**EXERCISE REQUIREMENTS:**
Below is a set of records; restate each one word for word.

**SUPPLIED INFORMATION:**
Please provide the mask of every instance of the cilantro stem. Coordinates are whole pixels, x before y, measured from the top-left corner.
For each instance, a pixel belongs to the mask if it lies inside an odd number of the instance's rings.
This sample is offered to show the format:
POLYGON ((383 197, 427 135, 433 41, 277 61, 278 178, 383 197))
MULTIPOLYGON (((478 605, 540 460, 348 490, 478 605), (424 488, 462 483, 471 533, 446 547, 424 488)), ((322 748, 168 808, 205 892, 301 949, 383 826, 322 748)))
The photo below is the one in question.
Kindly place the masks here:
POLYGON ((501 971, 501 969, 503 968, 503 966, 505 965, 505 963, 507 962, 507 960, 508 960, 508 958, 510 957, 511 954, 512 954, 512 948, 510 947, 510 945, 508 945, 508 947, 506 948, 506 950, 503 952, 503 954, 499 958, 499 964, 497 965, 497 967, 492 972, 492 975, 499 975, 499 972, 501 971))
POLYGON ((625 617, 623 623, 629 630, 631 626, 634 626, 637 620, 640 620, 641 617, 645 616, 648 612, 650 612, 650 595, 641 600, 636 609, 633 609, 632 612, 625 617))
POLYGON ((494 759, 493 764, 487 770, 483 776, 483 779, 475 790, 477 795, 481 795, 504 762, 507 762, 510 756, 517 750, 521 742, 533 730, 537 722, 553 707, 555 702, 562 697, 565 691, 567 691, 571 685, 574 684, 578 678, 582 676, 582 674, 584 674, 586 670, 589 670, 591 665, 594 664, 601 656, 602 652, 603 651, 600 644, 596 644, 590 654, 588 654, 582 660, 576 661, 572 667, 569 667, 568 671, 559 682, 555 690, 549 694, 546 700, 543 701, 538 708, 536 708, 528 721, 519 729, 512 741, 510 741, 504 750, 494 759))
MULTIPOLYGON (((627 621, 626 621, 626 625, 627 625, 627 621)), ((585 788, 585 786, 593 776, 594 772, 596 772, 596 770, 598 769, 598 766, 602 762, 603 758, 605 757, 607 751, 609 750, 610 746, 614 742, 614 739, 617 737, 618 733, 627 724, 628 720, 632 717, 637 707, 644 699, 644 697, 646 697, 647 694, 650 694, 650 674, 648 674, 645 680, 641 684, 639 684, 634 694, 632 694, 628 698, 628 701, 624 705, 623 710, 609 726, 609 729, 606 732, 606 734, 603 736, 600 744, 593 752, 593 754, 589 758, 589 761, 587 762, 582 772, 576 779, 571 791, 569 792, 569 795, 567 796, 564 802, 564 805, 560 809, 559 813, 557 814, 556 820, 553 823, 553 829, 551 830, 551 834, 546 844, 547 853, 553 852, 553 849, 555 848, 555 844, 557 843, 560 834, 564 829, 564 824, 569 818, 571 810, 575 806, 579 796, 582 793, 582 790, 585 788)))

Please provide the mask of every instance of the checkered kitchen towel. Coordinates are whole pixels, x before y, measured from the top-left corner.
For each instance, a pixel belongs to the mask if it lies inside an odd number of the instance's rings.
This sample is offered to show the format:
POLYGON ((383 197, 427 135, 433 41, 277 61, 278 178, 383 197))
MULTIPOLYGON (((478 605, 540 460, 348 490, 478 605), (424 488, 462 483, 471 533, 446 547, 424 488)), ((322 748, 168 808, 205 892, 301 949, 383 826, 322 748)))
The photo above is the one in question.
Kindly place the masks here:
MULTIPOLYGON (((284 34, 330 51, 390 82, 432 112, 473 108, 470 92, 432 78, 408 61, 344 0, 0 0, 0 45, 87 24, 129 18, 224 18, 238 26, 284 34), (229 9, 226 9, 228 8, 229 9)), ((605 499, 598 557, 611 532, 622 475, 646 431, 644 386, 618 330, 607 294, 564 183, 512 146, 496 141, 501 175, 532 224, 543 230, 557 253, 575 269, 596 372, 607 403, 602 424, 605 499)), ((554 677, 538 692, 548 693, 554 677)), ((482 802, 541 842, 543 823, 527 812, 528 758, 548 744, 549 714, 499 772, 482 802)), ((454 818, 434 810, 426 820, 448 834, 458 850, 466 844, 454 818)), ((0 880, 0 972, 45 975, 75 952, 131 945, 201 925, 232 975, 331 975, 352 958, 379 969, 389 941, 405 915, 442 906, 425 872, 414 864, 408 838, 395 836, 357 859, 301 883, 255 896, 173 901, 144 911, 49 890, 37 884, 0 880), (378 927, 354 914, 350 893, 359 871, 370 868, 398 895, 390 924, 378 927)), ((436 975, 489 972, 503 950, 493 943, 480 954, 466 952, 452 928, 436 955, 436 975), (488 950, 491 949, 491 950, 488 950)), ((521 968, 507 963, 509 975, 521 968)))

**RESULT FOR THIS TASK:**
Please provide the mask of every instance of the cilantro stem. Coordinates are whole pixels, x before y, measured from the top-left corner.
For each instance, a pixel belongs to the mask if it lies inside an odd number of the instance's rings.
This sample is offered to show the format:
POLYGON ((383 197, 427 135, 433 41, 277 61, 278 178, 383 197))
MULTIPOLYGON (((478 605, 540 460, 348 490, 478 605), (424 488, 462 483, 471 533, 446 547, 424 488)), ((322 748, 168 808, 205 892, 301 949, 383 826, 322 748)))
The photo below is the one in question.
Kindly place the masks here:
POLYGON ((501 971, 501 969, 503 968, 503 966, 505 965, 505 963, 507 962, 507 960, 508 960, 508 958, 510 957, 511 954, 512 954, 512 948, 510 947, 510 945, 508 945, 508 947, 506 948, 506 950, 503 952, 503 954, 499 958, 499 964, 497 965, 497 967, 492 972, 492 975, 499 975, 499 972, 501 971))
POLYGON ((625 617, 623 623, 629 630, 631 626, 634 626, 637 620, 640 620, 641 617, 645 616, 648 612, 650 612, 650 595, 641 600, 636 609, 633 609, 632 612, 625 617))
POLYGON ((494 759, 493 764, 487 770, 483 776, 483 779, 475 790, 477 795, 481 795, 504 762, 507 762, 510 756, 517 750, 521 742, 533 730, 537 722, 553 707, 555 702, 562 697, 565 691, 567 691, 571 685, 574 684, 578 678, 582 676, 582 674, 584 674, 586 670, 589 670, 591 665, 594 664, 601 656, 602 652, 603 651, 600 644, 596 644, 590 654, 588 654, 582 660, 576 661, 572 667, 569 667, 568 671, 559 682, 555 690, 549 694, 546 700, 543 701, 538 708, 536 708, 528 721, 519 729, 512 741, 510 741, 504 750, 494 759))
MULTIPOLYGON (((627 621, 626 621, 626 625, 627 625, 627 621)), ((585 788, 585 786, 593 776, 594 772, 596 772, 596 770, 598 769, 598 766, 602 762, 603 758, 605 757, 607 751, 609 750, 610 746, 614 742, 614 739, 617 737, 618 733, 627 724, 628 720, 632 717, 637 707, 644 699, 644 697, 646 697, 647 694, 650 694, 650 674, 648 674, 645 680, 641 684, 639 684, 634 694, 632 694, 628 698, 628 701, 624 705, 623 710, 609 726, 609 729, 606 732, 606 734, 603 736, 600 744, 593 752, 593 754, 589 758, 589 761, 587 762, 582 772, 576 779, 571 791, 569 792, 569 795, 567 796, 564 802, 564 805, 560 809, 559 813, 557 814, 556 820, 553 823, 553 829, 551 830, 551 834, 546 844, 547 853, 553 852, 553 849, 555 848, 555 844, 557 843, 560 834, 564 829, 564 824, 569 818, 571 810, 575 806, 579 796, 582 793, 582 790, 585 788)))

Please provide the mask of every instance of the checkered kitchen towel. Coordinates are whole pixels, x before y, measured from the top-left corner.
For each instance, a pixel belongs to the mask if it lies inside an odd number of the instance's rings.
This sample is offered to show the format:
POLYGON ((383 197, 427 135, 433 41, 277 61, 278 178, 383 197))
MULTIPOLYGON (((478 605, 540 460, 348 490, 478 605), (424 488, 462 483, 471 533, 446 547, 424 488)), ((322 748, 168 808, 205 892, 301 949, 383 826, 322 748)))
The photo above is the one in question.
Kindly place the masks here:
MULTIPOLYGON (((284 34, 330 51, 390 82, 432 112, 473 108, 470 92, 432 78, 408 61, 344 0, 0 0, 0 45, 87 24, 129 18, 224 18, 238 26, 284 34), (229 9, 226 9, 228 8, 229 9)), ((605 499, 598 557, 611 532, 622 475, 646 431, 644 386, 618 330, 607 294, 564 183, 512 146, 496 141, 501 175, 532 224, 543 230, 557 253, 575 269, 596 372, 607 403, 602 424, 605 499)), ((554 677, 538 692, 548 693, 554 677)), ((482 802, 541 842, 543 823, 527 812, 528 758, 548 744, 549 714, 499 772, 482 802)), ((454 818, 434 810, 426 820, 448 834, 458 850, 466 844, 454 818)), ((0 880, 0 972, 45 975, 75 952, 131 945, 201 925, 232 975, 331 975, 352 958, 379 969, 389 941, 405 915, 442 906, 425 872, 414 864, 408 838, 395 836, 357 859, 301 883, 255 896, 173 901, 144 911, 49 890, 37 884, 0 880), (378 927, 354 914, 350 893, 359 871, 370 868, 398 895, 390 924, 378 927)), ((436 975, 489 972, 503 950, 493 943, 480 954, 466 952, 452 928, 436 955, 436 975), (488 950, 491 949, 491 950, 488 950)), ((521 968, 507 963, 509 975, 521 968)))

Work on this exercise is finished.